Selected passage -
• • • •
For each high-level production task, the production manager creates a transformation.
Each transformation can have different parameters. The main parameters of a Transformation are the following:

- Type (*e.g.* Simulation, DataProcessing, Removal, Replication)
- Plugin (Standard, BySize, etc.)
- The possibility of having Input Files.

Within the TS a user can (for example):

- Generate several identical tasks, differing by few parameters (e.g. Input Files list)
- Extend the number of tasks
- have one single high-level object (the Transformation) associated to a given production for global monitoring

Disadvantages:

- For very large installations, the submission may be perceived as slow, since there is no use (not yet) of Parametric jobs.

  .. versionadded:: v6r20p3
     Bulk submission of jobs is working for the transformations, so job submission can be sped up considerably.

Several improvements have been made in the TS to handle scalability, and extensibility issues.
While the system structure remains intact, "tricks" like threading and caching have been extensively applied.

It's not possible to use ISB (Input Sandbox) to ship local files as for 'normal' Jobs (this should not be considered, anyway, a disadvantage).

------------
Architecture
------------

The TS is a standard DIRAC system, and therefore it is composed by components in the following categories: Services, DBs, Agents. A technical drawing explaining the interactions between the various components follow.

.. image:: ../../../_static/Systems/TS/TS-technical.png
   :alt: Transformation System schema.
• • • •
Supplied data -
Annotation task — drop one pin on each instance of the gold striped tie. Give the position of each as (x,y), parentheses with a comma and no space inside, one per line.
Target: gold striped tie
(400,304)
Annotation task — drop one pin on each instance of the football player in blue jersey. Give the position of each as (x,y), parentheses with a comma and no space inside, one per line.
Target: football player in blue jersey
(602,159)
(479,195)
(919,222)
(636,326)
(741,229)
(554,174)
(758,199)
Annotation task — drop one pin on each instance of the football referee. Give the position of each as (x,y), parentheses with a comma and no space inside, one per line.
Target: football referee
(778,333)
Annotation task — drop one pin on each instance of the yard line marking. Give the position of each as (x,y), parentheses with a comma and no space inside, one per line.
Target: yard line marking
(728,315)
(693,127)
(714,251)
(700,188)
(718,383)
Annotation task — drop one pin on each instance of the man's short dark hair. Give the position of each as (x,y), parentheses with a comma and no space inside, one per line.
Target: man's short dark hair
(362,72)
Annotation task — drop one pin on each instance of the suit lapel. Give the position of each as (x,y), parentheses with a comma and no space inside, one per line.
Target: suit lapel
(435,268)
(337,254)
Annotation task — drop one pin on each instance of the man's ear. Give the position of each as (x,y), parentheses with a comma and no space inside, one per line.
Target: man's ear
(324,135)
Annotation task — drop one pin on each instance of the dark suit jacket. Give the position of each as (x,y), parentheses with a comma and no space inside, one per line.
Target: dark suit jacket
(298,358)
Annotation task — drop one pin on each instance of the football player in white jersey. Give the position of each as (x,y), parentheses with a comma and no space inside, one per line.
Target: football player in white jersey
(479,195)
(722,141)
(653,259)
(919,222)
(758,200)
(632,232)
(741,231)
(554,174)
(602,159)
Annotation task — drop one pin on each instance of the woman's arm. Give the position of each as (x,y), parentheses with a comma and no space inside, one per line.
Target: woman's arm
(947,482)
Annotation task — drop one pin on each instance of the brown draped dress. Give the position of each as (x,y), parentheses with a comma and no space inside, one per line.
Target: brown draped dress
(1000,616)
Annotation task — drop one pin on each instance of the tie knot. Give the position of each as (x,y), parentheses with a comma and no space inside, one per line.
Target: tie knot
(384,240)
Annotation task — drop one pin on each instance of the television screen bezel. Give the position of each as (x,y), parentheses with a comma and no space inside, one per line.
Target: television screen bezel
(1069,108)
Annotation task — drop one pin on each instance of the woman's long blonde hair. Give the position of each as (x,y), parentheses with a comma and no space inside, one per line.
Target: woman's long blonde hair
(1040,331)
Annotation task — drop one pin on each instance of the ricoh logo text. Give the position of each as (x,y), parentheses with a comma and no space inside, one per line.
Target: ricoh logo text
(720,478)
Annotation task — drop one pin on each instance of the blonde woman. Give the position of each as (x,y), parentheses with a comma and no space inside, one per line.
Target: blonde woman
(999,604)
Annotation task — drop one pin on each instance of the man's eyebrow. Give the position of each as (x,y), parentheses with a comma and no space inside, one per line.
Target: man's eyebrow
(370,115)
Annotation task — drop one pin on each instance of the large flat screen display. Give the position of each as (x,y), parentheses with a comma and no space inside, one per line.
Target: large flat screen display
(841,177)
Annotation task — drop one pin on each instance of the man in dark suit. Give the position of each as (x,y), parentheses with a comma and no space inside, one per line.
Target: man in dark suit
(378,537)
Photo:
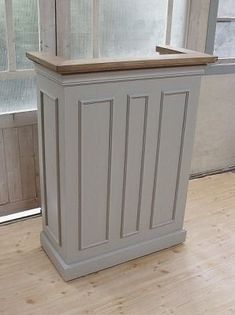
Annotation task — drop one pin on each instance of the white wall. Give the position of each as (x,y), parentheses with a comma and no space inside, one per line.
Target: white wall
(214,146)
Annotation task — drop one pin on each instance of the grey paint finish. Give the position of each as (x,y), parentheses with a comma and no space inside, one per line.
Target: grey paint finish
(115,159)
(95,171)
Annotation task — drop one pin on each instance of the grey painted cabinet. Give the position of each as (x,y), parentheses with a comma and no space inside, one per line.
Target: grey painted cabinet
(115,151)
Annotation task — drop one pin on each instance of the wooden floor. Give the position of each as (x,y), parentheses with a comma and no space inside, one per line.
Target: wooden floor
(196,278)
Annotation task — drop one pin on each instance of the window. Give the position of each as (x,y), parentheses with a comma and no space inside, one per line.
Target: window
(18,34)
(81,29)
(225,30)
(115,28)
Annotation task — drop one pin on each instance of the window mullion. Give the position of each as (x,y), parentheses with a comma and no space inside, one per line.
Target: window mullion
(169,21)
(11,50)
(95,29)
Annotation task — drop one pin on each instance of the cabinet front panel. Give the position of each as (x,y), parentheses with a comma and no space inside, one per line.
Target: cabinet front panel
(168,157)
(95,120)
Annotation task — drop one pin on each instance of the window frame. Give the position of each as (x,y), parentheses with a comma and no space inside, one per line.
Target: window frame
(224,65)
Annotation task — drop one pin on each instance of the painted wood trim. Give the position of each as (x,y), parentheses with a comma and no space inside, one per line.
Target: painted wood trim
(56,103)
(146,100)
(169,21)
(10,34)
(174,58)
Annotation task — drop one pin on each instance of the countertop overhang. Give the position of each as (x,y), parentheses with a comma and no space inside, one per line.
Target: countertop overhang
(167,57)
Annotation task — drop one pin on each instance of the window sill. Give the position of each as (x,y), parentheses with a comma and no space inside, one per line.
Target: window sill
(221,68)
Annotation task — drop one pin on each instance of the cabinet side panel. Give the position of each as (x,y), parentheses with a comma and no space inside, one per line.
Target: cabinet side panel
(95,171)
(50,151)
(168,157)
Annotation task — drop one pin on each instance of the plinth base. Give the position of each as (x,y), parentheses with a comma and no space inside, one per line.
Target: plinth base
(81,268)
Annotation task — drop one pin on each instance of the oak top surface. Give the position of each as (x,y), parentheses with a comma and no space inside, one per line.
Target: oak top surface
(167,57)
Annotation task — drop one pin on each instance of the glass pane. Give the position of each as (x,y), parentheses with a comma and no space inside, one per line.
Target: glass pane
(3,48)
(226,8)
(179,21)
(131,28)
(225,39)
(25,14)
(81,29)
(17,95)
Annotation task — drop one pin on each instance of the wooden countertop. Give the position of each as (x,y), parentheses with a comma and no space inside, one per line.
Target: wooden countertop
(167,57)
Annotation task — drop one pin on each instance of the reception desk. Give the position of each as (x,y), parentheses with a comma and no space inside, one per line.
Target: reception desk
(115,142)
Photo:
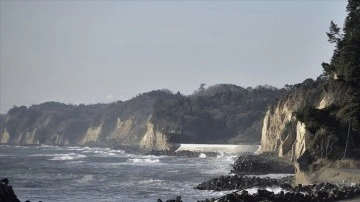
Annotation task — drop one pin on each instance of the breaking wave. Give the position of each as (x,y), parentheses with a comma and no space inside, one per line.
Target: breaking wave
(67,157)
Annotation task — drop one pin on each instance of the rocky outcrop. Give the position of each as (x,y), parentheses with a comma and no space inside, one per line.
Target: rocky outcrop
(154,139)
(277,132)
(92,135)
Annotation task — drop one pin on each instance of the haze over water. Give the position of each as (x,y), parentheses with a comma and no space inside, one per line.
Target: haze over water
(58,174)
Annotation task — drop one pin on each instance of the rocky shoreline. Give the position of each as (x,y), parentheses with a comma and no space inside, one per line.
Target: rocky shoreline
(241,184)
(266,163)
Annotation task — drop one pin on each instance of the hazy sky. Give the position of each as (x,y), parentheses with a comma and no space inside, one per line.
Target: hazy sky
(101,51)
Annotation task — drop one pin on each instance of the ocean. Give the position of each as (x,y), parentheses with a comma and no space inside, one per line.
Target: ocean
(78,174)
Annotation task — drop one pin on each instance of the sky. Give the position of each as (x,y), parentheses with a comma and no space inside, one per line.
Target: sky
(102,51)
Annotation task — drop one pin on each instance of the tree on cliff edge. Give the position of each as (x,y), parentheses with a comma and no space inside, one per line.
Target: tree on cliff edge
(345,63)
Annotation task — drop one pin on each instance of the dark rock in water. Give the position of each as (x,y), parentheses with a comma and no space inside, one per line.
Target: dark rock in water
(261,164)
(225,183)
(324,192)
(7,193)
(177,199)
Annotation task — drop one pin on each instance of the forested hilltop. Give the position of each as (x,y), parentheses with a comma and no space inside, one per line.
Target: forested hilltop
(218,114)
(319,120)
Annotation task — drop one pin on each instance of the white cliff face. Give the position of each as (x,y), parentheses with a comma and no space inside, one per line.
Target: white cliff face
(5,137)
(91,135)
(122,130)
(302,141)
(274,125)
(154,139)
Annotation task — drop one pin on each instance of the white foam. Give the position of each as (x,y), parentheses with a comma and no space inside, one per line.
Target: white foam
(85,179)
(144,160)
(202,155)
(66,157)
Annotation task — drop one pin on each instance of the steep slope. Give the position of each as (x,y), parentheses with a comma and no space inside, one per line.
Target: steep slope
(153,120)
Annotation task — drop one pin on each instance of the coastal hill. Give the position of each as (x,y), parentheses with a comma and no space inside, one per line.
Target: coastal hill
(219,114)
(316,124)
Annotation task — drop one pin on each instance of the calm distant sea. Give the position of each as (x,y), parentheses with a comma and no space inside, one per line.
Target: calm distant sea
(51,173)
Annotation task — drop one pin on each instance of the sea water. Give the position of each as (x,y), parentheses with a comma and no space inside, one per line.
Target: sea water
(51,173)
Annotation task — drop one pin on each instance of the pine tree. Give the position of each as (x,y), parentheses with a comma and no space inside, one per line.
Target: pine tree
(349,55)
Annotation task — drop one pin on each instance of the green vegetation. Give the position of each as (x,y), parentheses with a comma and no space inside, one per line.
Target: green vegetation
• • • •
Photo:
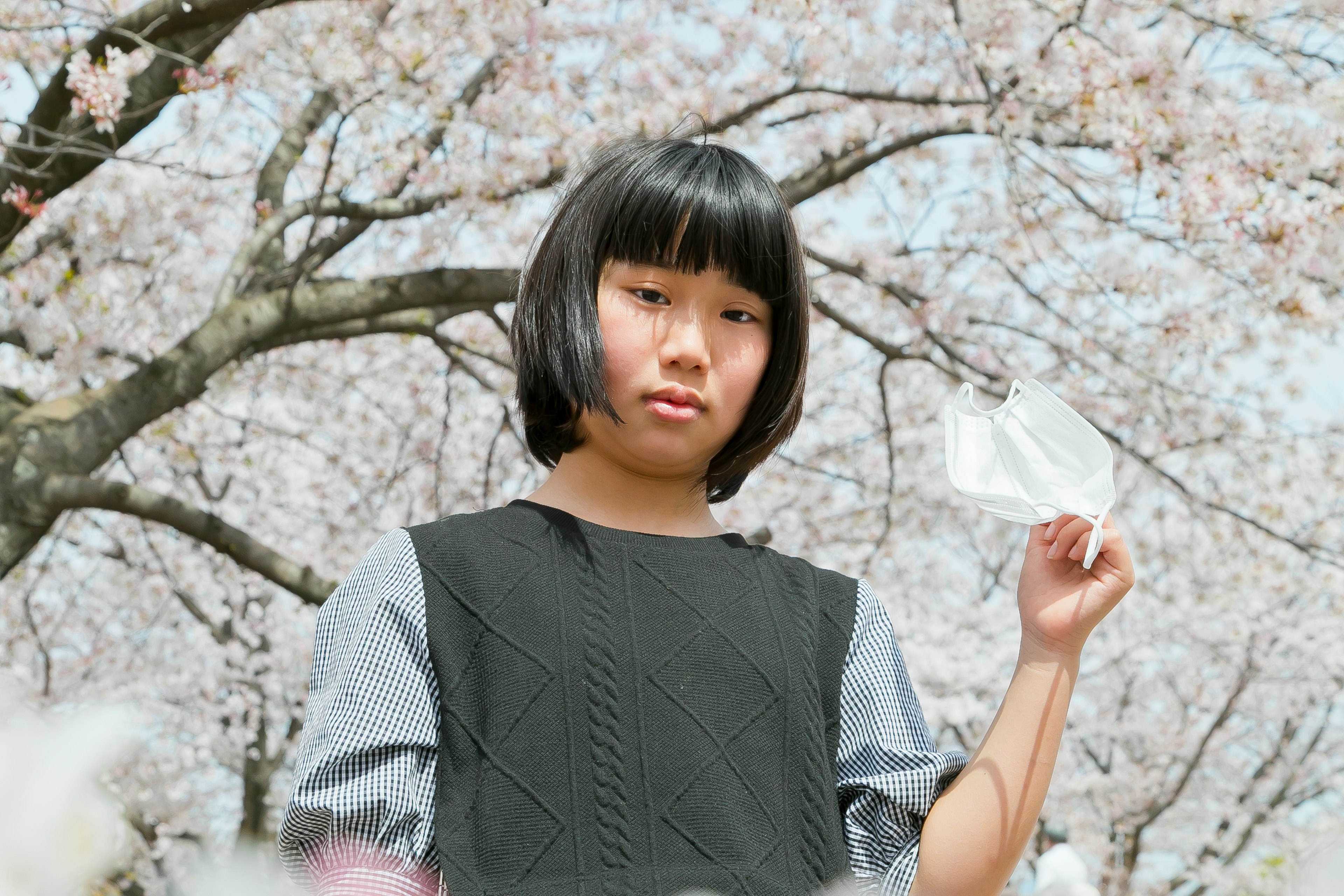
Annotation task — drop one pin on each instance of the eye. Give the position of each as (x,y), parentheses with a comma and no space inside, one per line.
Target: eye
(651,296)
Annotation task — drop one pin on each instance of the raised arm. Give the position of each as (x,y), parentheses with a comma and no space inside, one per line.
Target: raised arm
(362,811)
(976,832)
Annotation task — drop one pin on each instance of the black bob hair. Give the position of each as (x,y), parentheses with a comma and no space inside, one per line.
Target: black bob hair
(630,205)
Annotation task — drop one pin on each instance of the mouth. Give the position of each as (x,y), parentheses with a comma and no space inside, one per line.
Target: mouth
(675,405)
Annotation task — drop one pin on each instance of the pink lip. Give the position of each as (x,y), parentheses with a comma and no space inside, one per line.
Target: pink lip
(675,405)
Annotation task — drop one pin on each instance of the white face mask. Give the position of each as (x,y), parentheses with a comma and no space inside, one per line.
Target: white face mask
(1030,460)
• • • •
Requirement - Continue the Transformation System text from where it stops.

Answer to the exercise -
   :align: center

* **Services**

  * TransformationManagerHandler:
    DISET request handler base class for the TransformationDB

* **DB**

  * TransformationDB:
    it's used to collect and serve the necessary information in order to automate the task of job preparation for high level transformations. This class is typically used as a base class for more specific data processing databases. Here below the DB tables:

  ::

      mysql> use TransformationDB;
      Database changed
      mysql> show tables;
      +------------------------------+
      | Tables_in_TransformationDB   |
      +------------------------------+
      | AdditionalParameters         |
      | DataFiles                    |
      | TaskInputs                   |
      | TransformationFileTasks      |
      | TransformationFiles          |
      | TransformationInputDataQuery |
      | TransformationLog            |
      | TransformationTasks          |
      | Transformations              |
      +------------------------------+


  **Note** that since version v6r10, there are important changes in the TransformationDB, as explained in the `release notes <https://github.com/DIRACGrid/DIRAC/wiki/DIRAC-v6r10#transformationdb>`_ (for example the Replicas table can be removed). Also, it is highly suggested to move to InnoDB. For new installations, all these improvements will be installed automatically.

* **Agents**

  * TransformationAgent: it processes transformations found in the TransformationDB and creates the associated tasks, by connecting input files with tasks given a plugin. It's not useful for MCSimulation type

  * WorkflowTaskAgent: it takes workflow tasks created in the TransformationDB and it submits to the WMS. Since version `v6r13 <https://github.com/DIRACGrid/DIRAC/wiki/DIRAC-v6r13#changes-for-transformation-system>`_  there are some new capabilities in the form of TaskManager plugins.

  * RequestTaskAgent: it takes request tasks created in the TransformationDB and submits to the RMS. Both RequestTaskAgent and WorkflowTaskAgent inherits from the same agent, "TaskManagerAgentBase", whose code contains large part of the logic that will be executed. But, TaskManagerAgentBase should not be run standalone.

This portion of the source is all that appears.